=== Work required ===
Recast the listing below as a Markdown table with the columns Row and Listing line, starting with the line that contains "Q: Tag each instance of the dry" and going on through the end of the listing. Leave out blank lines and the pictures.

Entries from a pointing dataset:
%%
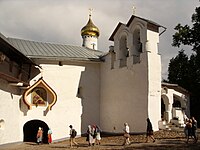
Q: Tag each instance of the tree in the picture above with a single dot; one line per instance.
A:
(184, 71)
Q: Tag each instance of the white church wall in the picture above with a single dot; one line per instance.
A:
(154, 78)
(69, 109)
(123, 97)
(9, 113)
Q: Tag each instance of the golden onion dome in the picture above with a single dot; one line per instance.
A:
(90, 29)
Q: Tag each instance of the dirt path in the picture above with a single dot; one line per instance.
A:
(164, 140)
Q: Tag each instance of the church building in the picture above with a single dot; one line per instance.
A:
(53, 86)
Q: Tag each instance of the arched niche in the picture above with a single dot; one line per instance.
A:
(40, 94)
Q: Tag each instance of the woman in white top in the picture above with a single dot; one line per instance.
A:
(126, 134)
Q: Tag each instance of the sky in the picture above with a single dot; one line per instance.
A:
(61, 21)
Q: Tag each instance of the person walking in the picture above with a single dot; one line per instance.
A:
(149, 132)
(39, 136)
(90, 135)
(189, 129)
(126, 134)
(49, 134)
(72, 134)
(194, 129)
(98, 135)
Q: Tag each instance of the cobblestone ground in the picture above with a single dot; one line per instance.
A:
(164, 140)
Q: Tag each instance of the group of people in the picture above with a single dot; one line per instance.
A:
(93, 135)
(191, 129)
(149, 132)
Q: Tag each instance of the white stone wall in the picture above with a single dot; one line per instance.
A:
(123, 97)
(154, 78)
(69, 109)
(9, 113)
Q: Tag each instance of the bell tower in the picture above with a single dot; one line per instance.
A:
(90, 34)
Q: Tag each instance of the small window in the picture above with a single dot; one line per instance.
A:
(39, 96)
(176, 103)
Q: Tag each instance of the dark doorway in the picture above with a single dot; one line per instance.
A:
(30, 130)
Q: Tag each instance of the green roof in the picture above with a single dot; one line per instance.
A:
(50, 51)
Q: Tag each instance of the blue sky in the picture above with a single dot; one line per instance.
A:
(60, 21)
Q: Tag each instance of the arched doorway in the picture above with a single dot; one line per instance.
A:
(30, 130)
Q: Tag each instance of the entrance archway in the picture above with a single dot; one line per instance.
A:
(30, 130)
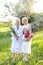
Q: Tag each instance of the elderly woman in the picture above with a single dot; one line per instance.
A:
(26, 47)
(17, 40)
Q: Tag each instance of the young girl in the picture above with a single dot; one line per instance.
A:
(26, 47)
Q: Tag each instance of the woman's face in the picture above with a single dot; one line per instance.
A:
(25, 21)
(25, 31)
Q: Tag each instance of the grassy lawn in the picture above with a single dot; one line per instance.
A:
(5, 44)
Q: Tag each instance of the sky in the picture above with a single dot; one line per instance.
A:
(4, 10)
(37, 8)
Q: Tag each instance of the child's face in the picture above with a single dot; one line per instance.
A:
(25, 31)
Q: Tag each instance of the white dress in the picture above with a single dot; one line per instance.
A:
(16, 46)
(26, 46)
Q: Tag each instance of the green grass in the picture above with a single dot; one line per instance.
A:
(5, 44)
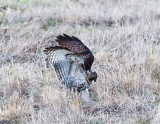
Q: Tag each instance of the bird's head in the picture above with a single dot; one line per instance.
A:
(91, 75)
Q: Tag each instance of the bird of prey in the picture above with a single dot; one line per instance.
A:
(72, 62)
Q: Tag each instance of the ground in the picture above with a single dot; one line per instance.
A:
(124, 36)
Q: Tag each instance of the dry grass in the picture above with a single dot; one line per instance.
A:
(125, 39)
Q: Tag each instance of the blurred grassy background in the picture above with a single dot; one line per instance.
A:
(124, 36)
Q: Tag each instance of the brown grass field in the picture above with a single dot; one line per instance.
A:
(124, 36)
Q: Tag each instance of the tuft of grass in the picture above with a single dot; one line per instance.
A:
(126, 59)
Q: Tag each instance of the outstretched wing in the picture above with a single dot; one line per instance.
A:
(68, 70)
(61, 65)
(74, 45)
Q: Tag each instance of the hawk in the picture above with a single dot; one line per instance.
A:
(72, 62)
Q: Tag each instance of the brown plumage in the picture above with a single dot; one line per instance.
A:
(72, 62)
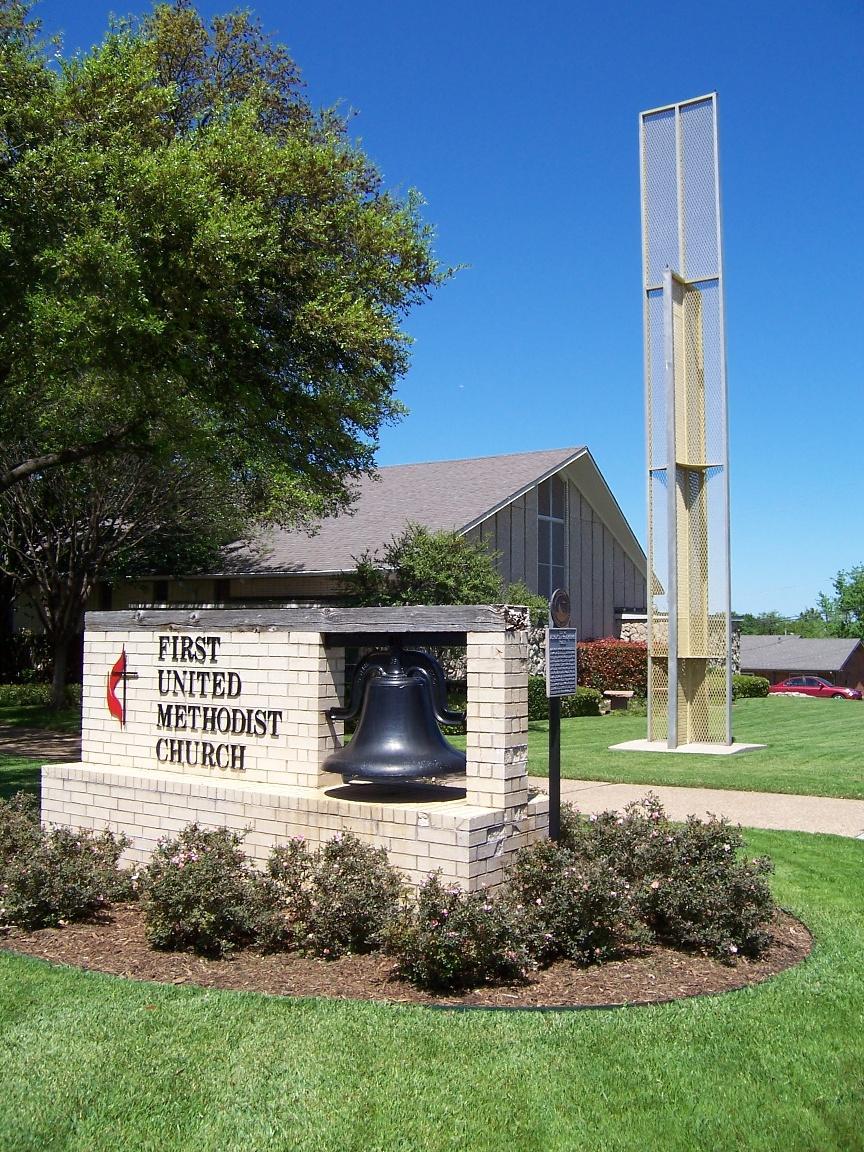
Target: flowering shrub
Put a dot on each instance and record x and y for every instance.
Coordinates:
%%
=== Task solution ===
| Row | Listing line |
|---|---|
| 1 | Q: Tag each instance of the dry grass in the picture above with a single dot; one line per instance. |
| 2 | A: |
| 3 | (125, 39) |
| 4 | Q: Tag each instance of the blurred grassy background in the picture above with a single dot; one line per instance. |
| 5 | A: |
| 6 | (124, 36) |
| 7 | Q: Tag each instance of the brown grass field in the picture above with a single dot; one line per instance. |
| 8 | A: |
| 9 | (124, 36) |
| 10 | Q: Tag each instance of the tuft of grass in the picture above with a single dot; one line per instance. |
| 11 | A: |
| 12 | (126, 59) |
| 13 | Q: Tag each instance of the outstretched wing in the picture above with a single dot; one line per instance. |
| 14 | A: |
| 15 | (68, 70) |
| 16 | (61, 65) |
| 17 | (74, 45) |
| 18 | Q: Tag each instance of the hawk in the picture above with a single dot; one line per instance. |
| 19 | A: |
| 20 | (72, 62) |
| 21 | Q: Tag each instance of the brown plumage in the picture above with a single dot; one line per instance. |
| 22 | A: |
| 23 | (72, 62) |
| 24 | Target: flowering shrub |
| 25 | Put a dot on each instance and record x and y for every instance. |
| 26 | Coordinates: |